__RECORDS FOR THIS EXERCISE__:
════

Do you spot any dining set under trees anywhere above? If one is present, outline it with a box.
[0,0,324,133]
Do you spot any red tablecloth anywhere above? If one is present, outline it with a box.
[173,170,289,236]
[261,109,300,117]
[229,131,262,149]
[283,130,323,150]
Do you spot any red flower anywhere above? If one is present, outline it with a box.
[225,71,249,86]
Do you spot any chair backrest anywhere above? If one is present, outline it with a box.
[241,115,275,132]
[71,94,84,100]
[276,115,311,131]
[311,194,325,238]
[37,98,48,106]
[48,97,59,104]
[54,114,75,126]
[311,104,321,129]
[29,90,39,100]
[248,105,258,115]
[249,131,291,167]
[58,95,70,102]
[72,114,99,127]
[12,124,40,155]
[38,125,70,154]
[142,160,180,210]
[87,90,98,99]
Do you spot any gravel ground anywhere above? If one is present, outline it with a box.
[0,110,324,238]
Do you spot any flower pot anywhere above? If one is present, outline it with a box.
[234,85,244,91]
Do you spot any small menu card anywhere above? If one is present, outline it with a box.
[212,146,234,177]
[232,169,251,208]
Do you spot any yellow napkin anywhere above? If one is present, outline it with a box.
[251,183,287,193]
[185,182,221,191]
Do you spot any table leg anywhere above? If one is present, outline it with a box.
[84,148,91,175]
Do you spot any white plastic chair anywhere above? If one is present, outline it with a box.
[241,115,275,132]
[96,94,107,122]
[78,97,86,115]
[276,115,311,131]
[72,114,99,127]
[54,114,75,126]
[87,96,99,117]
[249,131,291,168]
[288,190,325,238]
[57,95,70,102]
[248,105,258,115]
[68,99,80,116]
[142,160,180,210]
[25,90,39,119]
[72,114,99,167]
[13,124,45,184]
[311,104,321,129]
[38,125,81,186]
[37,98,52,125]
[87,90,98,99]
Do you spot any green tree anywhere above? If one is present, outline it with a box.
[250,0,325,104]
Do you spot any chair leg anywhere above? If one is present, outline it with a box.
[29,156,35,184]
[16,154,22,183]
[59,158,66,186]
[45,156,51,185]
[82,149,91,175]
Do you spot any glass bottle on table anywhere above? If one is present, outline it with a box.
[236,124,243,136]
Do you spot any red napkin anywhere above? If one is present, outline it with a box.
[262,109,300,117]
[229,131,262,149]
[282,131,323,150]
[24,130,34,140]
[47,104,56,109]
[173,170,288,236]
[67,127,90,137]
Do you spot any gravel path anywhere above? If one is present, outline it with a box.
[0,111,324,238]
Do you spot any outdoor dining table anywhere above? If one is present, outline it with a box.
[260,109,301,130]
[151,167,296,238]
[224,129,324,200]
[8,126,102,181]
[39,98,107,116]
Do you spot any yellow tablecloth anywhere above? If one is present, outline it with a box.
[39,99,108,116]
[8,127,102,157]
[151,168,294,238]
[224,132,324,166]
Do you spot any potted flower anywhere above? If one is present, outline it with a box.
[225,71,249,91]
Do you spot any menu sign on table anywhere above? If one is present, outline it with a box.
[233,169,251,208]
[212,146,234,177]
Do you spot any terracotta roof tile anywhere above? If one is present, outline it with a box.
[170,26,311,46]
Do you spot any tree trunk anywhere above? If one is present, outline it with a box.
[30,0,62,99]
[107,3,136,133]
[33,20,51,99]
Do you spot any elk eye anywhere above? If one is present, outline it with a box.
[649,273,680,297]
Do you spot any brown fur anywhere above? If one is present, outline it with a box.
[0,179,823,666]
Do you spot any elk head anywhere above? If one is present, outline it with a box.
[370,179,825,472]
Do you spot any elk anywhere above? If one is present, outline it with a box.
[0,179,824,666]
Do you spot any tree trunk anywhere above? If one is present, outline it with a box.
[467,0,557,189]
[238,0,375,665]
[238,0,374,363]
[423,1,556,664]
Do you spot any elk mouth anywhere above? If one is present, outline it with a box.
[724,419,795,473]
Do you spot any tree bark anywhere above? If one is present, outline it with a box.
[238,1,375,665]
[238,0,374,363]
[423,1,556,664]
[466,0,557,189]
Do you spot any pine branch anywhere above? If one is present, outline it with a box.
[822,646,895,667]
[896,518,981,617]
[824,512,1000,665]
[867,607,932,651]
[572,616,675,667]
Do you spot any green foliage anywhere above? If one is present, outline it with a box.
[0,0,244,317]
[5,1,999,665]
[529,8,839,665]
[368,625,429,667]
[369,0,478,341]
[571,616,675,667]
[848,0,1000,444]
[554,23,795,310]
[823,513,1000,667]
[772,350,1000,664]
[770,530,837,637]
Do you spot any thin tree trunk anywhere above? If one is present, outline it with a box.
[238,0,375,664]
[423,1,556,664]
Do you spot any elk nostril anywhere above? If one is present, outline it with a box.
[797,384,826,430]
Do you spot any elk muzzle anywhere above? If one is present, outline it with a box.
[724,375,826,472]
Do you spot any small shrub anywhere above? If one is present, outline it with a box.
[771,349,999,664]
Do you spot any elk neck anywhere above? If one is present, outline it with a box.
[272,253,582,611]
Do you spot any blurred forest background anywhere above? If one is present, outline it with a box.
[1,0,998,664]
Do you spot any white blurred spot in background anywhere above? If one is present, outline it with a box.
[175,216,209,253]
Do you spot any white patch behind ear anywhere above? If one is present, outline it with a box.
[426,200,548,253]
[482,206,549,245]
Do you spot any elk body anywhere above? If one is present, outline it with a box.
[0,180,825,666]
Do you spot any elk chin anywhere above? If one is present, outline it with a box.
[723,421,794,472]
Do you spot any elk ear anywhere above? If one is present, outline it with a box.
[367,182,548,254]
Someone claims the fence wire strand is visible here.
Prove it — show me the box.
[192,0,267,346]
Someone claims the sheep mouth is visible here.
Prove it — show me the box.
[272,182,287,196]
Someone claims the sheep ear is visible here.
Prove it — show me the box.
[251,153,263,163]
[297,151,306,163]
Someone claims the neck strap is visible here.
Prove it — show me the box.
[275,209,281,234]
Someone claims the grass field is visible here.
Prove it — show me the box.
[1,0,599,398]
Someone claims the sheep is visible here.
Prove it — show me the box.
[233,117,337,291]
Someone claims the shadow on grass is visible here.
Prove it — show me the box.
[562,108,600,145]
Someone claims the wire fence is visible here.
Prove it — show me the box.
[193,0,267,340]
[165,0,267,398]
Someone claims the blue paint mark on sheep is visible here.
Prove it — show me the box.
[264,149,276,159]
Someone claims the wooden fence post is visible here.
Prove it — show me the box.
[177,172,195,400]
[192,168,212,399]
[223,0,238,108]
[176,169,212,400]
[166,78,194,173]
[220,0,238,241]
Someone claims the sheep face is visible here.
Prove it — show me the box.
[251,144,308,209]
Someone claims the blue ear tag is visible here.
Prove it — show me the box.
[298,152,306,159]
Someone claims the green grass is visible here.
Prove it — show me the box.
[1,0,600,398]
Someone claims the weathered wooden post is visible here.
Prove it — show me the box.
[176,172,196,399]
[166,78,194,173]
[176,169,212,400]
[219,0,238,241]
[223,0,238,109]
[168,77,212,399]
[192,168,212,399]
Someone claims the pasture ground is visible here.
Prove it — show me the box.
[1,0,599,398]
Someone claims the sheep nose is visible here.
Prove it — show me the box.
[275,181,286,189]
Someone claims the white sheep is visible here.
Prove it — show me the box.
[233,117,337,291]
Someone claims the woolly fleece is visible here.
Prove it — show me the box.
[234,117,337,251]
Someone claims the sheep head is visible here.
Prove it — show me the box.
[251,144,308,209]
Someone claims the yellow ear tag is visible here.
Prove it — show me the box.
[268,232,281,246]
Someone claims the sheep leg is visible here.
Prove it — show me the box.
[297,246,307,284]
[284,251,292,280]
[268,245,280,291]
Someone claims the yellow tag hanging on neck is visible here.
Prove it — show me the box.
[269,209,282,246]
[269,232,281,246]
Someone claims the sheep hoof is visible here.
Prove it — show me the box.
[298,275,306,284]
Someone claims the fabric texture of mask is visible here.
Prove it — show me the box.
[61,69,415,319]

════

__WHAT YOU ARE ASKED TO DO__:
Using the material above, return every line that holds the string "wire".

__EXERCISE ANSWER__:
Someone claims the fence wire strand is visible here.
Someone claims the wire fence is visible here.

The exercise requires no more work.